[TASK DIRECTIONS] Only the lines from the one with "of the seated" to the last line belong in your answer; write them out exactly and drop the pictures.
---
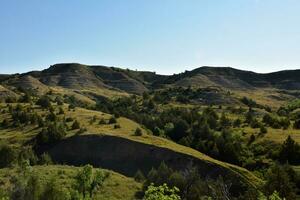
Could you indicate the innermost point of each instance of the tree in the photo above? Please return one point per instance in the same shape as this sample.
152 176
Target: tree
297 124
274 196
139 176
44 102
75 125
112 120
87 181
180 130
290 151
138 132
278 180
54 132
7 155
162 192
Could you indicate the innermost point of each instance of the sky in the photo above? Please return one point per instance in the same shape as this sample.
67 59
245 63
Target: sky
165 36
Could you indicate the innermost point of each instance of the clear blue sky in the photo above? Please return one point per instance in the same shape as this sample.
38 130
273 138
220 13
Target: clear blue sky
166 36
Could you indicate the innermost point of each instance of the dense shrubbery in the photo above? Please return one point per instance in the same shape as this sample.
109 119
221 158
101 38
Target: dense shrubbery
204 129
53 133
28 185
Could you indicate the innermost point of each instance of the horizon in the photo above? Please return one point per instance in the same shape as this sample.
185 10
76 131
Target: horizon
166 37
124 68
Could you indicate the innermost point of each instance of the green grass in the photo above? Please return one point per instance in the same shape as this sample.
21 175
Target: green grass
17 136
115 187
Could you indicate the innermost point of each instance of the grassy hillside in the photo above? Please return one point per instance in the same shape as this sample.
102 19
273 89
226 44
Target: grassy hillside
23 135
115 187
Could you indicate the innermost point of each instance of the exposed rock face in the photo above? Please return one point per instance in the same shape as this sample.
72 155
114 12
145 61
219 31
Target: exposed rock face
127 156
78 76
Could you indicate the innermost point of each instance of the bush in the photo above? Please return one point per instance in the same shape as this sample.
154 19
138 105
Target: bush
138 132
102 121
8 155
82 130
116 126
263 129
75 125
139 176
88 181
162 192
53 133
44 102
297 124
45 159
112 120
69 119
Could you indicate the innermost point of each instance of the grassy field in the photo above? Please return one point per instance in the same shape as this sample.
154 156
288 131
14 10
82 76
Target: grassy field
115 187
19 136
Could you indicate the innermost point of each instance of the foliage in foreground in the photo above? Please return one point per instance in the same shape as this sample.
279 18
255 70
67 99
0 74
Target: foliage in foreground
162 192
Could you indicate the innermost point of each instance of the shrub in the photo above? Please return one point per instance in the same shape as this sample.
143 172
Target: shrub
102 121
75 125
88 181
8 155
116 126
69 119
139 176
82 130
263 129
138 132
61 111
54 132
112 120
162 192
44 102
45 159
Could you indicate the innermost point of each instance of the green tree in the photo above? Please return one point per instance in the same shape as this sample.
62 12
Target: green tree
138 132
290 151
162 192
87 181
75 125
277 179
8 155
44 102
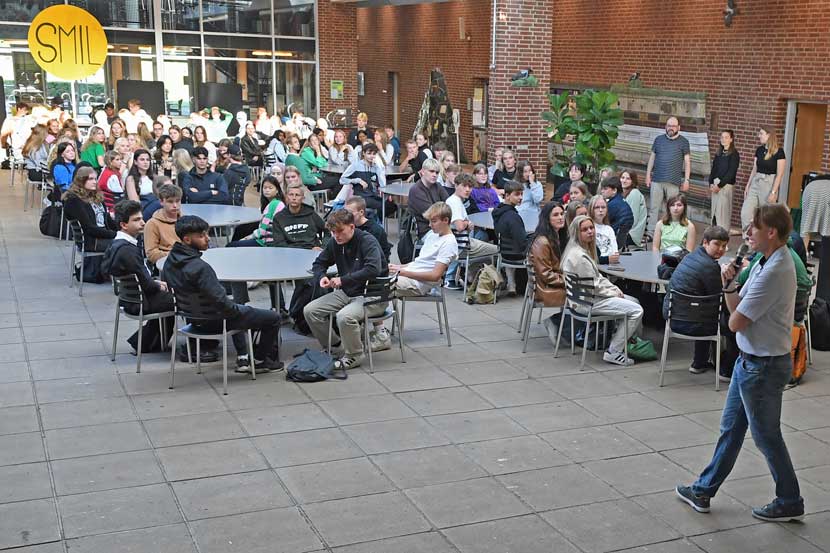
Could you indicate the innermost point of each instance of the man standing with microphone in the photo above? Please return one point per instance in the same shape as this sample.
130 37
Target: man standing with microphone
761 316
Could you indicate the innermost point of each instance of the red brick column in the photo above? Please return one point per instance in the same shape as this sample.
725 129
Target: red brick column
337 32
523 40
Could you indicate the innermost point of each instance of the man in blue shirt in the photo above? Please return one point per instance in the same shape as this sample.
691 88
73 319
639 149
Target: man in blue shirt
762 318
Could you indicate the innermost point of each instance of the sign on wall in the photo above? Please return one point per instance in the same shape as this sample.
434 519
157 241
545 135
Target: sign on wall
68 42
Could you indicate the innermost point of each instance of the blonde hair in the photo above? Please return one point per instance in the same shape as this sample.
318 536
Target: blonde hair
772 142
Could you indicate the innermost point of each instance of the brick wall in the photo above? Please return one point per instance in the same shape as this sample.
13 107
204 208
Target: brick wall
775 51
413 40
338 60
523 31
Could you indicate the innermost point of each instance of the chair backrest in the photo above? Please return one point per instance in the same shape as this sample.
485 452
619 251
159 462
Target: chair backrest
580 290
77 233
695 309
194 307
378 290
127 289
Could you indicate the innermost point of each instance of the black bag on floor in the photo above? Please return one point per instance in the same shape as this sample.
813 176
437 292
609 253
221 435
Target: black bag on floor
820 324
302 296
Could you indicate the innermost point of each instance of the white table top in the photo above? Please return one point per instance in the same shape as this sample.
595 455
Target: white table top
400 188
218 215
265 264
484 219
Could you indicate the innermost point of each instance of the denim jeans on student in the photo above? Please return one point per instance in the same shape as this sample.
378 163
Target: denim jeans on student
754 401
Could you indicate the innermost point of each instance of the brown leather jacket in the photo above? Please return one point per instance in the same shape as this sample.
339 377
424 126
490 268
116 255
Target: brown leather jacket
550 282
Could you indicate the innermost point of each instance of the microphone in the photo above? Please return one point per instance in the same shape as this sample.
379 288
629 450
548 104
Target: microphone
739 259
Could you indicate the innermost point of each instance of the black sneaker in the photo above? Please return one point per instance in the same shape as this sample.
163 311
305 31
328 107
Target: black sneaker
699 503
773 512
695 369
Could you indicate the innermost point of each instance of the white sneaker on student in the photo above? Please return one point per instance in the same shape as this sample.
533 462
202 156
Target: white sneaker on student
617 358
380 340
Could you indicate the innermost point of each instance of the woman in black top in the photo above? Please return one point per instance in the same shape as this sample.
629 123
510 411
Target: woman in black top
767 172
84 203
507 172
722 179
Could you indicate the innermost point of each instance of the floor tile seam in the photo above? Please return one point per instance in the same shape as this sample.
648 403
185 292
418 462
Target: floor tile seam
159 464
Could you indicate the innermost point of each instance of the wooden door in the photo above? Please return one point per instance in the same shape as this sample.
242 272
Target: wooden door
808 146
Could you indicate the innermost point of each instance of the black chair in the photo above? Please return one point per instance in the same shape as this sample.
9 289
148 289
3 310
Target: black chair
462 238
377 292
129 292
529 303
197 309
693 309
581 297
78 248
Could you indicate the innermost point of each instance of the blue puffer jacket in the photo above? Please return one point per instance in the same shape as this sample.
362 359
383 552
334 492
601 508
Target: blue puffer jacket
620 214
697 275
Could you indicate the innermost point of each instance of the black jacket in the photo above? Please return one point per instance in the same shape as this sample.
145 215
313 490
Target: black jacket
511 230
297 231
205 184
358 261
185 272
380 235
123 258
80 210
696 275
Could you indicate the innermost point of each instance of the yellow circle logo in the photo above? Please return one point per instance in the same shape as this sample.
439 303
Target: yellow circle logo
67 42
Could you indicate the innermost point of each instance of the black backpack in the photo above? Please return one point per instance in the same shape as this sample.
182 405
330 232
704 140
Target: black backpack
820 324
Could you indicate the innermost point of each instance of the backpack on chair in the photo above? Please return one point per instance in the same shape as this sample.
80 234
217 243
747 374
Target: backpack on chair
483 288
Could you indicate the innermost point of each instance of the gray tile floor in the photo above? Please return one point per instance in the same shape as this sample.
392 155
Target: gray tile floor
474 448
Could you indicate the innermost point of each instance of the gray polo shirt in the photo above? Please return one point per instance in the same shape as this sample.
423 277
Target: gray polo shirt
668 158
768 300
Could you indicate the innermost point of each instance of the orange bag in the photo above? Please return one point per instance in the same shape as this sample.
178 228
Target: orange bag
799 353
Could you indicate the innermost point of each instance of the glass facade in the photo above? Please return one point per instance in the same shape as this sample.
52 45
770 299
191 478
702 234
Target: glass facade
269 47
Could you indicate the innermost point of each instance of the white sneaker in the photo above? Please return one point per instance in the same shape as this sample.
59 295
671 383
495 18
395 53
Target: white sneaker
617 358
380 340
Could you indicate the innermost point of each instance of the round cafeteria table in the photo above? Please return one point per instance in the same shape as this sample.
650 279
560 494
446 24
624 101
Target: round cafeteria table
484 219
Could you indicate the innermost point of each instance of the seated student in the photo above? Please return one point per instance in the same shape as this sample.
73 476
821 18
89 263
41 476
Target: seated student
675 229
698 274
237 175
439 251
620 215
460 222
605 237
84 203
201 185
425 192
359 259
512 234
187 273
109 181
580 258
160 231
299 226
545 255
366 179
485 196
63 168
533 190
357 207
414 160
123 257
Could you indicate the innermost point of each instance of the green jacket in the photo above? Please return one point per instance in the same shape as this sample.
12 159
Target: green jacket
308 176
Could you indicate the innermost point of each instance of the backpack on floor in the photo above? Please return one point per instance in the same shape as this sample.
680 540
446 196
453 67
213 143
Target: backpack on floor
313 366
483 288
799 353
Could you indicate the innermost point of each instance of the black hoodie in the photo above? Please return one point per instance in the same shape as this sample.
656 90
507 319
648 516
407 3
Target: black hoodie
511 230
187 273
358 261
297 231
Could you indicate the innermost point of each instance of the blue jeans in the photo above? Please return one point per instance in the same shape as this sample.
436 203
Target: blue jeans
754 401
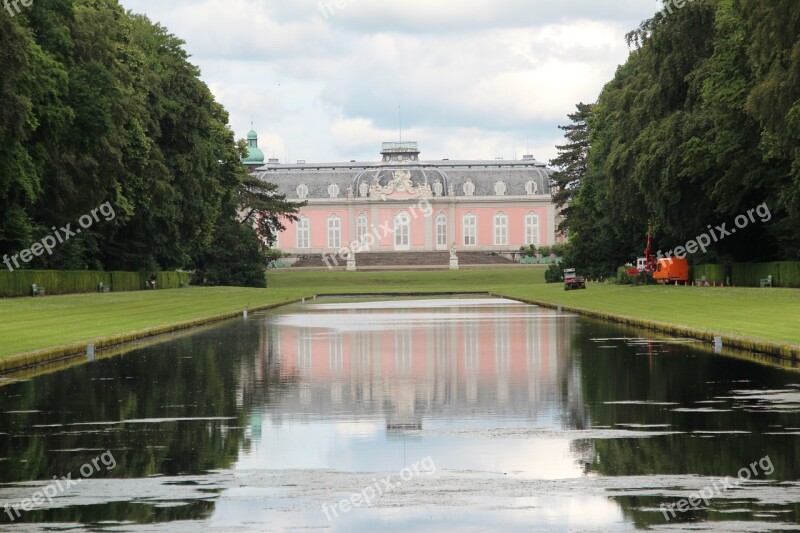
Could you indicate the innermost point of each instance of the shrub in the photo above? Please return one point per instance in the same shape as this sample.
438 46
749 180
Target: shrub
554 273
---
[EXERCISE OUTPUT]
Could you indicate the innermost point of each instance of the seated student in the photo above? Please return one point per instance in the same shape as this sample.
73 476
821 18
89 263
41 476
Target: seated student
675 229
698 274
237 175
439 251
620 215
460 222
605 237
84 203
201 185
425 192
359 259
512 234
187 273
109 181
580 258
160 231
299 226
545 255
366 179
485 196
63 168
533 190
357 207
414 160
123 257
Could you indicate the innermost point of each instance of the green jacket in the photo above? Please return one point per instance in the same shape as this sample.
12 159
Target: green jacket
308 176
Could you indicate the innermost point of each instance of the backpack on floor in the photo above? Please return one point per instance in the same shape as this sample.
680 540
446 196
453 67
213 143
Target: backpack on floor
313 366
483 288
799 353
Could you indicate the innermost point of each instance of the black hoodie in the photo above? Please return one point per instance in the same shape as this sample.
656 90
507 319
648 516
407 3
Target: black hoodie
511 230
187 273
358 261
297 231
Could you indicate the innermost point of each instance of the blue jeans in the photo above? Please return one point per instance in the same shape as this sample.
436 203
Target: blue jeans
754 401
Could you indicate the innermost point of each instance of the shrub in the photo above? Please return one point per instance in the same shape as this sample.
438 46
749 180
Target: shrub
554 273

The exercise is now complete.